Start at the line below containing "Each instance of the glass" and stop at the line containing "Each instance of the skylight". Repeat every line of that stretch exactly, and nothing outside it.

==== DATA TO USE

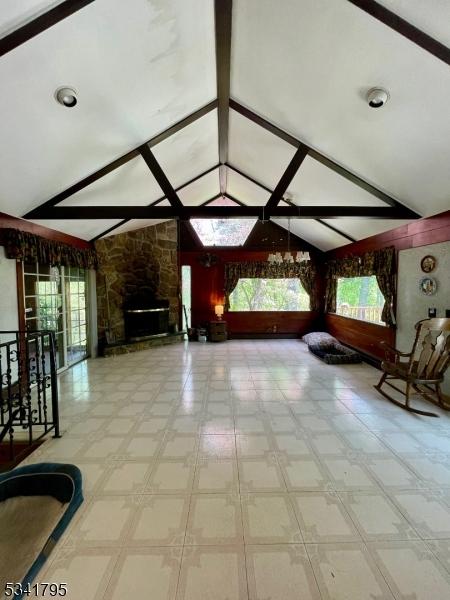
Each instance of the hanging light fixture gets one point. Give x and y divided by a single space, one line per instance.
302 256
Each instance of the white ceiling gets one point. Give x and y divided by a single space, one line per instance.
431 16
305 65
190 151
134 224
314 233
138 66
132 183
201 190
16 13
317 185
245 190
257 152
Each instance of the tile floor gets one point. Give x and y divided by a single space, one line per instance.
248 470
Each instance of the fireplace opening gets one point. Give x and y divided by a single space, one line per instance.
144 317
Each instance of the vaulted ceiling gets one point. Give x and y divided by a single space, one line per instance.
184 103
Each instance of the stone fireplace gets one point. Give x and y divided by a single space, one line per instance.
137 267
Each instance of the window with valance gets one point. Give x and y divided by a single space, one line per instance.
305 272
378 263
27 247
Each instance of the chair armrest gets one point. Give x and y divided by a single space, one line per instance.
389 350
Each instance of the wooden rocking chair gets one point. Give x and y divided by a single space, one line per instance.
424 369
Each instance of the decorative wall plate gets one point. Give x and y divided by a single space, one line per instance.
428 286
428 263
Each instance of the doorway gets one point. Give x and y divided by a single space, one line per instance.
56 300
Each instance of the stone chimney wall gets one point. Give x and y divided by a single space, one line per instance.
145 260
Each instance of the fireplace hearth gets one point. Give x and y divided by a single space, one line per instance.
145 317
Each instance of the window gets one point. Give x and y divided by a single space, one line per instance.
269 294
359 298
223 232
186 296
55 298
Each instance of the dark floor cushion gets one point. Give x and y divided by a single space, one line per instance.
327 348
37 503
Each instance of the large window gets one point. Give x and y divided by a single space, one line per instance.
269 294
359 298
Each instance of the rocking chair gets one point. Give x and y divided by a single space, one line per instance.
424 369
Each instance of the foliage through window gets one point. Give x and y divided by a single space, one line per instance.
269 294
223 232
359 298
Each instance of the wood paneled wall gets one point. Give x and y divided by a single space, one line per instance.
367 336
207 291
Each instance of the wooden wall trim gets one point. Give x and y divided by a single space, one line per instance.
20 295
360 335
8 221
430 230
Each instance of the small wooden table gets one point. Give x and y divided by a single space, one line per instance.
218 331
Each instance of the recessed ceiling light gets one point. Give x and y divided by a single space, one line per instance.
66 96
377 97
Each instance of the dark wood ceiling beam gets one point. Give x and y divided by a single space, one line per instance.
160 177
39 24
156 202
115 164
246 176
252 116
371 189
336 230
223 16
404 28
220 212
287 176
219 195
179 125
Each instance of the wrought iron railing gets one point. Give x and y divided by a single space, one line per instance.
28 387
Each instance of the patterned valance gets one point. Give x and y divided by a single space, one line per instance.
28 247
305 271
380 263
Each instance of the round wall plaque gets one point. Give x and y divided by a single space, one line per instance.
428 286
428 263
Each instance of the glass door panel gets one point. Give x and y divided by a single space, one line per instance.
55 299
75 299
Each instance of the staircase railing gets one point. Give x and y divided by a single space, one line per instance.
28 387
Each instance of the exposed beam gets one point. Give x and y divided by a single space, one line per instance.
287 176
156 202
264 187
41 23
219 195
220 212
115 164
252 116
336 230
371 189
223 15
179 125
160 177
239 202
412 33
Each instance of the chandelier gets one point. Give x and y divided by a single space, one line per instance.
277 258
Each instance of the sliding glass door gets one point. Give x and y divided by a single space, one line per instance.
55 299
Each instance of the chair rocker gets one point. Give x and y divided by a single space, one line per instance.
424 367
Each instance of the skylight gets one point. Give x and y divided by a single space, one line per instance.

========
==== DATA TO USE

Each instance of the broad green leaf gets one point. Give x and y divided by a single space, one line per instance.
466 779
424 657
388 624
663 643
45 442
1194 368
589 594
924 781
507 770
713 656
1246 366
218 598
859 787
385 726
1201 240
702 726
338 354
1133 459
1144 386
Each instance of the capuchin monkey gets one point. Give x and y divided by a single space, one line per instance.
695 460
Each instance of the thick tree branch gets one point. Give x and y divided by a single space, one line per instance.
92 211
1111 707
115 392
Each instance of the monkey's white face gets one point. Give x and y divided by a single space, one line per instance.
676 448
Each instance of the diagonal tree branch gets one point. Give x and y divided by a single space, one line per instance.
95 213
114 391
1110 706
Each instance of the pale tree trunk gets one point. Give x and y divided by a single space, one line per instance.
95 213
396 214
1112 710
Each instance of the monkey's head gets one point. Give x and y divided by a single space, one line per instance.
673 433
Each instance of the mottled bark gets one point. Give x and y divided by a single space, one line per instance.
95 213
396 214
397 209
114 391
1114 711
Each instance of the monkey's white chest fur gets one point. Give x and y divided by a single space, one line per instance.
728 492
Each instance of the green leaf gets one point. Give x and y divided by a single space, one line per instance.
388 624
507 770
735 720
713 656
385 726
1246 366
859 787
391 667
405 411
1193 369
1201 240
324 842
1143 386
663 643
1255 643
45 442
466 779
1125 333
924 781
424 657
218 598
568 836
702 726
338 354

========

WORKED SOLUTION:
Each instance of the glass door panel gets one point. Give x and y divided by a single space, one line per instance.
55 299
75 299
Each instance of the staircase railing gets one point. Give x and y divided by a single space, one line per instance.
28 387
Each instance of the exposed beam gets one point. Give x and y divided by a single space, one line per instance.
287 176
156 202
264 187
41 23
219 195
220 212
115 164
252 116
336 230
371 189
223 15
179 125
160 177
239 202
412 33
Each instance of the chandelier gets one point. Give x and y divided by a single space, one line per instance.
277 258
Each instance of the sliding glass door gets one point. Give x and y divided by a single space, one line per instance.
55 299
Each instance of the chair rocker gets one point. Give x and y divided by a single space, one line per instance.
424 367
Each instance of the skylight gets one point. Give x and y divided by a single space, one line per instance.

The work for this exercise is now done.